[EXERCISES]
[A] In the probability excerpt, what type of distribution does the ecommerce purchase data represent?
[B] For each statement, say whether the probability excerpt supports it. Give yes or no and quote the words that decide it. (i) The ecommerce data covers purchases from several countries. (ii) The excerpt works through the technical details of random variables right away. (iii) A random variable's value depends on chance.
[C] Extend the probability excerpt beyond its final sentence.

Here we are looking at historical data surrounding an ecommerce site and purchases from different countries. Each cell corresponds to the number of people from a specific country who either purchased or did not purchase something from the site. This is known as a **discrete distribution**, which we will cover in more depth later in this post. For now, let's try and and answer some questions about this distribution, and in the process, get a feel for the main types of probability.

One final thing before we get going here. I want to quickly give an informal defintion for the term **random variable**. It comes up very frequently in the discussion of probability, and while we don't need to get into the technicalities surrounding it yet, we should have a general idea of what it represents:

> A **random variable** is a quantitative variable whose value depends on chance in some way.

[SOURCE MATERIAL]

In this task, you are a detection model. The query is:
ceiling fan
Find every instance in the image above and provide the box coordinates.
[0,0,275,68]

[RESULTS BY TASK]
[A] A discrete distribution.

[B]
(i) Yes: "purchases from different countries"
(ii) No: "we don't need to get into the technicalities surrounding it yet"
(iii) Yes: "whose value depends on chance in some way"

[C]
This is a very broad and informal definition, however it should at least convey the general idea. A random variable is not known until its value is observed. We can think of the roll of a die as a random variable, or if we were to flip a coin 3 times and set $X$ to be the number of heads, $X$ would then be a random variable that could take on the values: $\{1,2,3,4\}$

### 3.2.1 Marginal Probabilities
Say for a moment that we wanted to know:

> What is the probability that a user is from a specific country?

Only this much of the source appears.